● **Selected extract**:

Commentaire
I am writing to provide my comments and concerns with respect to Schedule 10 of Bill 66, Restoring Ontario’s Competitiveness Act, 2018.
The Mississaugas of the Credit First Nation were not consulted prior to the introduction of this legislation. Nor am I aware of any First Nation that was consulted regarding the proposed “Open-for-Business” bylaw (OFB bylaw) in Schedule 10 of Bill 66.
The effect of an OFB bylaw is that individual projects, if they meet the prescribed criteria will be effectively exempt from the bulk of land-use planning and environmental legislation in Ontario.
These legislative mechanisms, while rarely sufficient by themselves, are a useful and necessary tool to ensure the Crown fulfills its obligations to consult and accommodate First Nations where the Crown contemplates conduct that could negatively impact existing or asserted s. 35 rights under the Constitution.
The proposed legislation will effectively prevent meaningful consultation and accommodation with First Nations where an OFB bylaw is passed because there will no longer be any mechanism that will allow the Crown to address potential impacts on rights.
OFB bylaws will, among many other things, eliminate the requirement to comply with the provincial policy statement (PPS). This includes a variety of provisions which require municipalities to behave in a way that is consistent with the Crown’s duty to consult and accommodate First Nations, including by engaging and partnering with First Nations in land-use planning decisions.
The lack of a requirement for notice to impacted First Nations prior to the passing of the bylaw, and the fact that the “prescribed criteria” as proposed do not include any reference to the requirement to consult and accommodate First Nations makes it difficult to see how the Act could be consistent with the constitutional requirements of s. 35.

● **What you need to do**:
#1 Decide whether each statement agrees with the comment on Schedule 10: (a) the Mississaugas of the Credit First Nation were consulted before the legislation was introduced; (b) OFB bylaws would remove the requirement to comply with the provincial policy statement; (c) the prescribed criteria as proposed refer to the duty to consult and accommodate First Nations. For each, answer yes or no and quote the deciding words.
#2 Reproduce the passage of the comment on Schedule 10 starting at "Commentaire" and ending at "legislation in Ontario.", substituting "the bill" for "Bill 66".
The items after the comment on Schedule 10 are separate material.

(Photo object pointing records)
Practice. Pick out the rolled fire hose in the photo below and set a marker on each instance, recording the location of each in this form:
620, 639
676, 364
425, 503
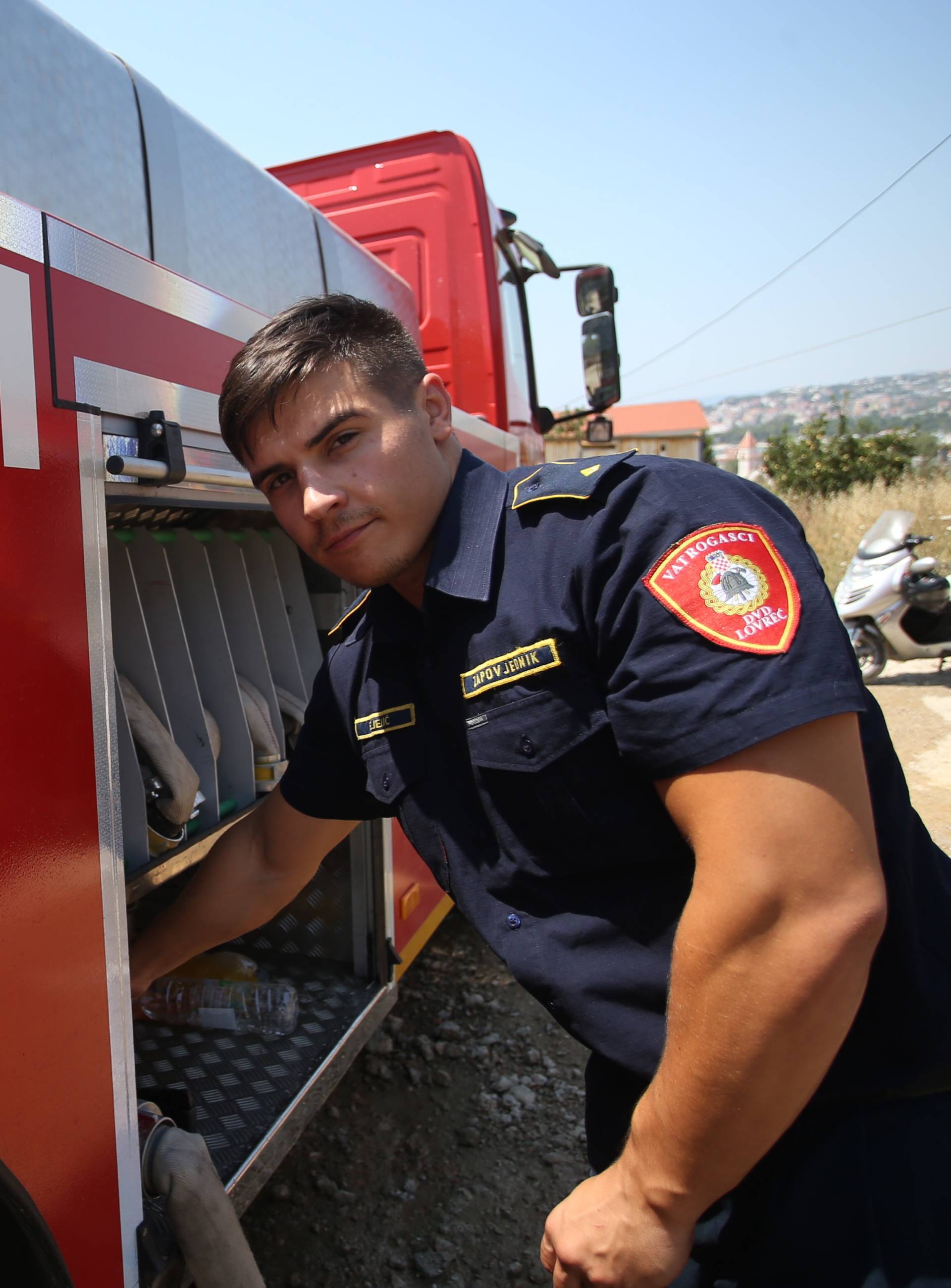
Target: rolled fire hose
166, 759
268, 764
178, 1166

● **Solutions per task**:
#1
(a) No: "The Mississaugas of the Credit First Nation were not consulted prior to the introduction of this legislation."
(b) Yes: "OFB bylaws will, among many other things, eliminate the requirement to comply with the provincial policy statement (PPS)."
(c) No: "the “prescribed criteria” as proposed do not include any reference to the requirement to consult and accommodate First Nations"

#2
Commentaire
I am writing to provide my comments and concerns with respect to Schedule 10 of the bill, Restoring Ontario’s Competitiveness Act, 2018.
The Mississaugas of the Credit First Nation were not consulted prior to the introduction of this legislation. Nor am I aware of any First Nation that was consulted regarding the proposed “Open-for-Business” bylaw (OFB bylaw) in Schedule 10 of the bill.
The effect of an OFB bylaw is that individual projects, if they meet the prescribed criteria will be effectively exempt from the bulk of land-use planning and environmental legislation in Ontario.